• **PROVIDED PASSAGE**
>> start

Document:

exv10w10w1

 

Exhibit 10.10.1

FIRST AMENDMENT

TO THE

OLD LINE BANK

SUPPLEMENTAL LIFE INSURANCE AGREEMENT

DATED JANUARY 3, 2006

FOR

JOSEPH BURNETT

               This First Amendment is adopted this 31st day of December, 2007, by and between Old
Line Bank, a state-chartered commercial bank located in Bowie, Maryland (the “Bank”), and Joseph
Burnett (the “Executive”).

               The Bank and the Executive executed the Supplemental Life Insurance Agreement on January 3,
2006 (the “Agreement”).

               The undersigned hereby amend the Agreement for the purpose of providing a split dollar life
insurance benefit if the Executive’s death occurs prior to the Executive’s Separation from Service.
Therefore, the following changes shall be made:

               Section 1.6 of the Agreement shall be deleted in its entirety.

>> end

• **WRITTEN TASK 1**
List every line of the listing below that contains the word "strap".

• **INFORMATION PROVIDED**
>> start

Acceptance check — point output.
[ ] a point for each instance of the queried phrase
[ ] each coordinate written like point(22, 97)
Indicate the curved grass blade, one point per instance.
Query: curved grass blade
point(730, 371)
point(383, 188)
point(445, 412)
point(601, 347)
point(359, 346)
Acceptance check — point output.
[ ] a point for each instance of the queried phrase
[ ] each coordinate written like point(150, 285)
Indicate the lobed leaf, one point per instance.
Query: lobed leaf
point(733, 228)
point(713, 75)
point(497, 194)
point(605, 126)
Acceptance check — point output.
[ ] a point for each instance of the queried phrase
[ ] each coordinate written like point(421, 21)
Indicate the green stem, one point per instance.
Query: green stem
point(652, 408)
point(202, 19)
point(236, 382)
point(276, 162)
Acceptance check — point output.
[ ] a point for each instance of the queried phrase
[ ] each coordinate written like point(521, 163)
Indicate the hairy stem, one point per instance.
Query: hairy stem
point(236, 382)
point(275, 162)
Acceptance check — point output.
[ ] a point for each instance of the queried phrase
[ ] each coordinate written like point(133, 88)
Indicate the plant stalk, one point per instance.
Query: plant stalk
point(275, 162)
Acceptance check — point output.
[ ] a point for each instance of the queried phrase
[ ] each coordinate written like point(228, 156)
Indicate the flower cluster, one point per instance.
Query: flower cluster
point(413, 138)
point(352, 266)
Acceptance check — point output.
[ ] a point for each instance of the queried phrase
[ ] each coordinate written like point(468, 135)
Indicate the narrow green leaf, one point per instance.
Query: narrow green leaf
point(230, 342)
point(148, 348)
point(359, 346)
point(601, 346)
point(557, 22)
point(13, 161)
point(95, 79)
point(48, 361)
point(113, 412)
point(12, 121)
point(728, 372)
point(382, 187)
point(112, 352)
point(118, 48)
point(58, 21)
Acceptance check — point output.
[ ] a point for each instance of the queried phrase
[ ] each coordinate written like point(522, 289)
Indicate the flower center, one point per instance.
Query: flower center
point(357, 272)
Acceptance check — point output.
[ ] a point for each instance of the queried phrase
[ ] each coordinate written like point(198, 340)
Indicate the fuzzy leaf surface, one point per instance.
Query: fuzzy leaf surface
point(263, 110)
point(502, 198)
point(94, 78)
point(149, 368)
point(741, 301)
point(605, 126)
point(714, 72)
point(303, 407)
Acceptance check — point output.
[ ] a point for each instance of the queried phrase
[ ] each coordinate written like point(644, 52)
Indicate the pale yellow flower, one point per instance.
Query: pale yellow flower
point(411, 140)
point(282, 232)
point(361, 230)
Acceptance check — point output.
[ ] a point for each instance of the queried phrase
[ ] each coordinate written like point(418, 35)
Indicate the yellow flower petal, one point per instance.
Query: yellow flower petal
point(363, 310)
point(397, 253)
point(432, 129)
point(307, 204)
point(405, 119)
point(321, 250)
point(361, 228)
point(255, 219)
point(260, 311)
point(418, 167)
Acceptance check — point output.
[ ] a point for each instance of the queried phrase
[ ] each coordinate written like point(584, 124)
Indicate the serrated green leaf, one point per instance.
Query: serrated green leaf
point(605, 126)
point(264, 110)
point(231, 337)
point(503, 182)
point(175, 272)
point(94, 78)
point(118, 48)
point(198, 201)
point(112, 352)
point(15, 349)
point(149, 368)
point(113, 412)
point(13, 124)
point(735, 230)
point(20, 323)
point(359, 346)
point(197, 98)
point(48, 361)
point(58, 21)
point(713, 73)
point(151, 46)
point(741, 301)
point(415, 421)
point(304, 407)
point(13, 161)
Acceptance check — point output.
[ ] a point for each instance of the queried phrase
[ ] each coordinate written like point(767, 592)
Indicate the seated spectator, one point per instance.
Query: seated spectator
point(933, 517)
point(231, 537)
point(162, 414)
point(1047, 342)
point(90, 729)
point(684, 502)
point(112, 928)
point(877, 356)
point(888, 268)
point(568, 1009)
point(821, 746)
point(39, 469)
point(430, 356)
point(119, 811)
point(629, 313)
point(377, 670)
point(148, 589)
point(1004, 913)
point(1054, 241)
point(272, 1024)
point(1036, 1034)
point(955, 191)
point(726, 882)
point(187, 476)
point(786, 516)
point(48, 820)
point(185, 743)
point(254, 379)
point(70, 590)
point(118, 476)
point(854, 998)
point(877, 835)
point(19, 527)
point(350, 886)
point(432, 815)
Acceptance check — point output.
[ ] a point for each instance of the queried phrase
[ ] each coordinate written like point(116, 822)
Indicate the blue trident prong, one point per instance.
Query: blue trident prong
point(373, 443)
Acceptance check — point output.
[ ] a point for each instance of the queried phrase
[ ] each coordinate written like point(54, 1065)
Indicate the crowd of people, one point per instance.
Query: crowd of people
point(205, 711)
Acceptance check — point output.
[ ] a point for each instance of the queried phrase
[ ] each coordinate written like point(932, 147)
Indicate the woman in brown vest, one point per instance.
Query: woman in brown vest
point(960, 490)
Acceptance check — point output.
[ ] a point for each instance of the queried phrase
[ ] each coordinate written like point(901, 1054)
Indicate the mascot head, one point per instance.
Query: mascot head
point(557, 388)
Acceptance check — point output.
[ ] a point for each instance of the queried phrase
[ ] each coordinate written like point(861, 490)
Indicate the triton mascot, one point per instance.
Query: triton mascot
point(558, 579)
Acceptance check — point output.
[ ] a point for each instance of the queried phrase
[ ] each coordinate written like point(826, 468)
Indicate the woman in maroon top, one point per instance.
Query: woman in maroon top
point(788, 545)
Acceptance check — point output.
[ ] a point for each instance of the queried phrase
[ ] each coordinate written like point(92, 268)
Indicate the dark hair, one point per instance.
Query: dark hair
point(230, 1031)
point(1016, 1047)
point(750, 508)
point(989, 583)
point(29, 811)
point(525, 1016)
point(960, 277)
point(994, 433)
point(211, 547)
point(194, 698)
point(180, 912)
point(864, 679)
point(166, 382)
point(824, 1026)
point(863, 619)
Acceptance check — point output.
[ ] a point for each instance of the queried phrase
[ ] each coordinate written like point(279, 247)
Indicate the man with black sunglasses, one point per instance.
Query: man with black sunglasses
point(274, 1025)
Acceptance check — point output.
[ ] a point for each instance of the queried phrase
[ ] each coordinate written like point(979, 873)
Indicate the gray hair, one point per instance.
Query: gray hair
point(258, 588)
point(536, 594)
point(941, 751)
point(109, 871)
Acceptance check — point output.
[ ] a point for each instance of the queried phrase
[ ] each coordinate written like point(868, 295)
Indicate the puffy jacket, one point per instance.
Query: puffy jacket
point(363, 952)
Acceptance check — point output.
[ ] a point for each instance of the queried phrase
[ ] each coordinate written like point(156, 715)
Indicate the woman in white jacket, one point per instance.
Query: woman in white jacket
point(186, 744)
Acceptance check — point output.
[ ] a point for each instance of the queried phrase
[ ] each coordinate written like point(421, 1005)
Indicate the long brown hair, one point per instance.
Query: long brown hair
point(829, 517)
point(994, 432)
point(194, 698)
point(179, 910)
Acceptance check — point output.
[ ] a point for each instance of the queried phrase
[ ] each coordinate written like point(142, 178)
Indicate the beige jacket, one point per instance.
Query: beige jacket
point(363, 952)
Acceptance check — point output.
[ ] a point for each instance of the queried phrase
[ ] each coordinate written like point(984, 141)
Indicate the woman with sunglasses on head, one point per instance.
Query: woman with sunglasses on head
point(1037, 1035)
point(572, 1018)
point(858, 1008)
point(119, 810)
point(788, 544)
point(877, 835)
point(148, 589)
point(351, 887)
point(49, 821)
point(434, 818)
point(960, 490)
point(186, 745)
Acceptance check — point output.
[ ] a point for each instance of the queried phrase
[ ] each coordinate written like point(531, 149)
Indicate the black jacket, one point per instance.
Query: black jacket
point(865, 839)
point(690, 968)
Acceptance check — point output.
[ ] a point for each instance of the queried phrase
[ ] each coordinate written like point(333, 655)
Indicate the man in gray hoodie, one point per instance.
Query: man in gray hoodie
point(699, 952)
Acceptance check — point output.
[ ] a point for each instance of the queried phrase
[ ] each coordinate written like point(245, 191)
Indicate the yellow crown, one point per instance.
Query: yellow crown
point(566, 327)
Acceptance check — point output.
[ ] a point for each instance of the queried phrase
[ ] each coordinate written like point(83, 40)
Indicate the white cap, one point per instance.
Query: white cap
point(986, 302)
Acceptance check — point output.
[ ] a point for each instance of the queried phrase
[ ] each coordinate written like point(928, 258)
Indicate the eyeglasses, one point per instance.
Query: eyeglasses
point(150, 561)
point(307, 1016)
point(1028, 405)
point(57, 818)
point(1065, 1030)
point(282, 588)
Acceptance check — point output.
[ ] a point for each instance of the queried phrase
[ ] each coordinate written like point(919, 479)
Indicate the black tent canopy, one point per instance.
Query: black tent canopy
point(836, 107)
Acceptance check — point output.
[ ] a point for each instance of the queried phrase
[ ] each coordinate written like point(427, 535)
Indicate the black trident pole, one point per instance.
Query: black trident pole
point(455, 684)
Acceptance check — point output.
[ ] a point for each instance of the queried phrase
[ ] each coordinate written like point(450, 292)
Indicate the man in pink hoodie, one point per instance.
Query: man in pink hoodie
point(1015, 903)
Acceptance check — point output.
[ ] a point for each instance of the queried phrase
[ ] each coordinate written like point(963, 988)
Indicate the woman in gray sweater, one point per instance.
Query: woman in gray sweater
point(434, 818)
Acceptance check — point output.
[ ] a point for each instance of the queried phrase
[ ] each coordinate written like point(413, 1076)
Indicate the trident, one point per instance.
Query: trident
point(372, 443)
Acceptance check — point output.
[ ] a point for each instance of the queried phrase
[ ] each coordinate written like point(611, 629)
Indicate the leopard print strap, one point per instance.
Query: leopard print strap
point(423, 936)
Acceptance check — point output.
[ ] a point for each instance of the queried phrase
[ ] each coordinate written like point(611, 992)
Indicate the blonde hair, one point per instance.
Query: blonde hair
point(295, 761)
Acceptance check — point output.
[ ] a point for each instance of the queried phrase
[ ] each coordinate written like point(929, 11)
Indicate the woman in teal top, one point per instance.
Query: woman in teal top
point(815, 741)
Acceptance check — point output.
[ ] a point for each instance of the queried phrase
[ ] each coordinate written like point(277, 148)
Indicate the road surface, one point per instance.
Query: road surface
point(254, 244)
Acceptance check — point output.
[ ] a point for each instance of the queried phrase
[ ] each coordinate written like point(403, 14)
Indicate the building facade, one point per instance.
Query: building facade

>> end

• **WRITTEN TASK 2**
According to the amendment, which section of the Agreement is to be deleted in its entirety?

• **FULL SOLUTION 1**
Indicate the leopard print strap, one point per instance.
Query: leopard print strap

• **FULL SOLUTION 2**
Section 1.6